→ RECORDS PROVIDED
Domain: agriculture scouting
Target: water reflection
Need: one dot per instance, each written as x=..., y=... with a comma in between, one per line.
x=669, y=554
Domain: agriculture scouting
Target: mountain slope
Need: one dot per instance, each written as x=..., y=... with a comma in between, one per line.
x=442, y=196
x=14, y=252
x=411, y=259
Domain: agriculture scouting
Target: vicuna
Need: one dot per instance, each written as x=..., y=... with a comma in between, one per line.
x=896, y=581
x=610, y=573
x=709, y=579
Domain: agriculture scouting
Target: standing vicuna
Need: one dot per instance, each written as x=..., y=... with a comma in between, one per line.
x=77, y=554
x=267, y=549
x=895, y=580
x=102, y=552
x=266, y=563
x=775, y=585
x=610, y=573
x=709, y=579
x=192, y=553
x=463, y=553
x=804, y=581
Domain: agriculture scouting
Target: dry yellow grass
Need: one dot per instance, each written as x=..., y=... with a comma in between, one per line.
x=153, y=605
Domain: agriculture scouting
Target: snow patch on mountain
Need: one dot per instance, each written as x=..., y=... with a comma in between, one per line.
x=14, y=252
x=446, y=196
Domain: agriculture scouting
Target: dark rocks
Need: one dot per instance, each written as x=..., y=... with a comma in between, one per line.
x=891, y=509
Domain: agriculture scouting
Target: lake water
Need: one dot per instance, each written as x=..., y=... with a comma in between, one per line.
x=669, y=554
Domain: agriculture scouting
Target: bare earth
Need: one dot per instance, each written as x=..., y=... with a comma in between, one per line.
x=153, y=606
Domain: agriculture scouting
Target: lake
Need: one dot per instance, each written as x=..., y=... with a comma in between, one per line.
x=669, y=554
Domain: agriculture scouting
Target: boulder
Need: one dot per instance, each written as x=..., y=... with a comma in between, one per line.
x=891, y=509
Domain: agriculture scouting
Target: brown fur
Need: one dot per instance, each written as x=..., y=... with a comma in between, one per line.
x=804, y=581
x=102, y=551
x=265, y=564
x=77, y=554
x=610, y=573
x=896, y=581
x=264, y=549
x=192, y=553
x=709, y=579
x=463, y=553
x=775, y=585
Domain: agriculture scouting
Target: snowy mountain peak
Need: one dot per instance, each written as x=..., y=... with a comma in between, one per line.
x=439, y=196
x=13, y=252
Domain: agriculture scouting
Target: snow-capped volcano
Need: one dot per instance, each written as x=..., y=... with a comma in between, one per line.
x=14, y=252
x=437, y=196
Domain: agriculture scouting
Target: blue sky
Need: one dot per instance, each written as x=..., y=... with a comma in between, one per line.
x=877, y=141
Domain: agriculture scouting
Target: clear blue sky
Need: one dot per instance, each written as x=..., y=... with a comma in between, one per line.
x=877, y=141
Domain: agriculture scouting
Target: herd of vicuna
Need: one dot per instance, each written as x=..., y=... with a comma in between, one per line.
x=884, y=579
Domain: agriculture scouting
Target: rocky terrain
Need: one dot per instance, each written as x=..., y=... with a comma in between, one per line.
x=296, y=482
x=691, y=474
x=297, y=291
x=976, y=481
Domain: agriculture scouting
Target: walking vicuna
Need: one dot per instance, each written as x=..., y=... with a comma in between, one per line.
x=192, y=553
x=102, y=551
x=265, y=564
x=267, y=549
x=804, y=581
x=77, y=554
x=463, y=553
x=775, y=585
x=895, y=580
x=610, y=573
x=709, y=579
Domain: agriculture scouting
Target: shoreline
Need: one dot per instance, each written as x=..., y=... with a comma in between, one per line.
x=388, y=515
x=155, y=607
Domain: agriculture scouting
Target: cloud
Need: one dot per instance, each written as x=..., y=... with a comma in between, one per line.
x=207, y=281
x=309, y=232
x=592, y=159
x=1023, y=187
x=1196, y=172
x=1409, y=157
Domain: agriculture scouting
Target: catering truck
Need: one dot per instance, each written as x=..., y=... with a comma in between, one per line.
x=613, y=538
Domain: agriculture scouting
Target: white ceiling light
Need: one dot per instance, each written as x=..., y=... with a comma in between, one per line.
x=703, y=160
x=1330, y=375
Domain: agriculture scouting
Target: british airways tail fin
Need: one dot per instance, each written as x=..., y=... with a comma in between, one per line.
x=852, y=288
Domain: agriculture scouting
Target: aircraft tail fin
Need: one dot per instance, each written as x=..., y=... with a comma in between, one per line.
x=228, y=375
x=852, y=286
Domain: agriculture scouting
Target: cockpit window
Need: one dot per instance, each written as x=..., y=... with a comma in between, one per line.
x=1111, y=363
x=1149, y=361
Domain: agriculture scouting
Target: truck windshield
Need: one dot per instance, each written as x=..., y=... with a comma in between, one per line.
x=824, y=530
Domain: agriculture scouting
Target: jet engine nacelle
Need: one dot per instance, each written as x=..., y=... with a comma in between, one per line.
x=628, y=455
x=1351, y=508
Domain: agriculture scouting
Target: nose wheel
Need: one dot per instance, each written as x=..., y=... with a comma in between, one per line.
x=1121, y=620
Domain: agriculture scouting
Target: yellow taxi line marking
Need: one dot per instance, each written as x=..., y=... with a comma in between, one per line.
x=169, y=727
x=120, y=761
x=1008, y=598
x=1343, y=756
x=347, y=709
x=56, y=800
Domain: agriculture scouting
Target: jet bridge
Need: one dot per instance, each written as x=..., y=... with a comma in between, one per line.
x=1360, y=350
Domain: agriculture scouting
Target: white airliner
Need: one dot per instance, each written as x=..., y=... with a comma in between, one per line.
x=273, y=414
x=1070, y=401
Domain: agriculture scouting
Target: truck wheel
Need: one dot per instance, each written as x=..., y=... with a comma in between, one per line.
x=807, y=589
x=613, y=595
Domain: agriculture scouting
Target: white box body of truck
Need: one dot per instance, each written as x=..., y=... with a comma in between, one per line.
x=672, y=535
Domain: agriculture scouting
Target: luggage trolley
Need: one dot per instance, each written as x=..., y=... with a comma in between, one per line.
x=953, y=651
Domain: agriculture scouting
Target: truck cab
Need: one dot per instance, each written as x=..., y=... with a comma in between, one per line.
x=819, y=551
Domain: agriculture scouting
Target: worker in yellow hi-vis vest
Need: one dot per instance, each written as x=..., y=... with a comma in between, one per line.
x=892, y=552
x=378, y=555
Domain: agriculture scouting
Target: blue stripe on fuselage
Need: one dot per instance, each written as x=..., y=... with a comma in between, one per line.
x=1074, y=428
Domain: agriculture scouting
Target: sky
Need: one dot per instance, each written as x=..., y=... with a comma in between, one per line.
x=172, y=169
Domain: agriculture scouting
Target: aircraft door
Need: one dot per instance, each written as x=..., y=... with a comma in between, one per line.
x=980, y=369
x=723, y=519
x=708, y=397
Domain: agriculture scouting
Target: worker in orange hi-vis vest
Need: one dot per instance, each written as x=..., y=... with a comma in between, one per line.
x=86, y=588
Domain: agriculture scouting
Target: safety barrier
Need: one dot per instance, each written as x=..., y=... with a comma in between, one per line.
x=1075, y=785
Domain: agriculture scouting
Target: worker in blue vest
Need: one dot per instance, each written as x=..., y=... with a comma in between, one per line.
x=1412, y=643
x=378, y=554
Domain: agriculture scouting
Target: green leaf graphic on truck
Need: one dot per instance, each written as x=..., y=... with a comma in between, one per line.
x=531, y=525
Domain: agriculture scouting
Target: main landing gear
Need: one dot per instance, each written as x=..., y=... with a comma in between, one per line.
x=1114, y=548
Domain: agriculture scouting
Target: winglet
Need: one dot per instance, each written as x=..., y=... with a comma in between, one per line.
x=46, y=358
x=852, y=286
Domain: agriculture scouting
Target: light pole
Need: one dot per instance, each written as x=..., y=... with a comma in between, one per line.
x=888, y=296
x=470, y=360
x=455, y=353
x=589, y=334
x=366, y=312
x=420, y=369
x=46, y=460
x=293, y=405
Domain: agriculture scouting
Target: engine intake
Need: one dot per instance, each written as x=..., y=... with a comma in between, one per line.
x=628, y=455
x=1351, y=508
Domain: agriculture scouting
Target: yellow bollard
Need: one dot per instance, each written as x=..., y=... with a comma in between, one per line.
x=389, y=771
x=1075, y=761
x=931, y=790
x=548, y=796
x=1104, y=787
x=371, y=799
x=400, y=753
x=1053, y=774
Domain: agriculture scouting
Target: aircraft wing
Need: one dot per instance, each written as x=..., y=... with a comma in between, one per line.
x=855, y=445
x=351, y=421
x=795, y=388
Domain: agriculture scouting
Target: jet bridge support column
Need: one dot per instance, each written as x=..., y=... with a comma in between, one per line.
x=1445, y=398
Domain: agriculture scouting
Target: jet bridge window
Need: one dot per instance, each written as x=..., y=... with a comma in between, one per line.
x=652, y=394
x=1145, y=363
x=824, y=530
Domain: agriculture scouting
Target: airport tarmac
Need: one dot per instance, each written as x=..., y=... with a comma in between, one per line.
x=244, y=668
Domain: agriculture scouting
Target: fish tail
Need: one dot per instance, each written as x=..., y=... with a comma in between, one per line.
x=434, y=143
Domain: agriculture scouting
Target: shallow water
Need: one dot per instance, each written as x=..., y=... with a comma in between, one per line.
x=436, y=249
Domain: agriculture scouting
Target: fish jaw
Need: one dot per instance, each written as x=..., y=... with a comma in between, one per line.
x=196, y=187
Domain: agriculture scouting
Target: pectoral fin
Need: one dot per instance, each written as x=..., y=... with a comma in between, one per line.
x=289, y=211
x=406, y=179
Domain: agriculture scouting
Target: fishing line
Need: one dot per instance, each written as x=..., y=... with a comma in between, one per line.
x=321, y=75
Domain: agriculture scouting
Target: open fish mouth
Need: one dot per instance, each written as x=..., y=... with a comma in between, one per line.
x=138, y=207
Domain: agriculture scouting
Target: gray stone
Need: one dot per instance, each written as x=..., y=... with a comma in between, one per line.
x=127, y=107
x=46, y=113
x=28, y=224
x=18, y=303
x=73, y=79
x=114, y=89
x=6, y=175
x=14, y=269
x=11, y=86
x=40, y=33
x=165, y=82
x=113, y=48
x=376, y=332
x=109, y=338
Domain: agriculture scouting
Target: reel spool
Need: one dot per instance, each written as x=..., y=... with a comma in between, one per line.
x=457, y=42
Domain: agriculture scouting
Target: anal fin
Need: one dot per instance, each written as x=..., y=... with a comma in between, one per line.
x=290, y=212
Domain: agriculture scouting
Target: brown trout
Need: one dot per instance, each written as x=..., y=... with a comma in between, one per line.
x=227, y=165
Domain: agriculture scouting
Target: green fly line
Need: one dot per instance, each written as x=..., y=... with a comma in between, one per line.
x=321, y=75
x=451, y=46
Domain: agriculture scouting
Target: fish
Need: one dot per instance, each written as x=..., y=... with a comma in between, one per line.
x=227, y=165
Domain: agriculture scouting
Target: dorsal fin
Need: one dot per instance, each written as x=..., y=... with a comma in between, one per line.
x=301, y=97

→ THE REQUEST
Which lines of the material above contain the word "green"? Report every one of them in full.

→ SOLUTION
Target: green leaf graphic on truck
Target: green fly line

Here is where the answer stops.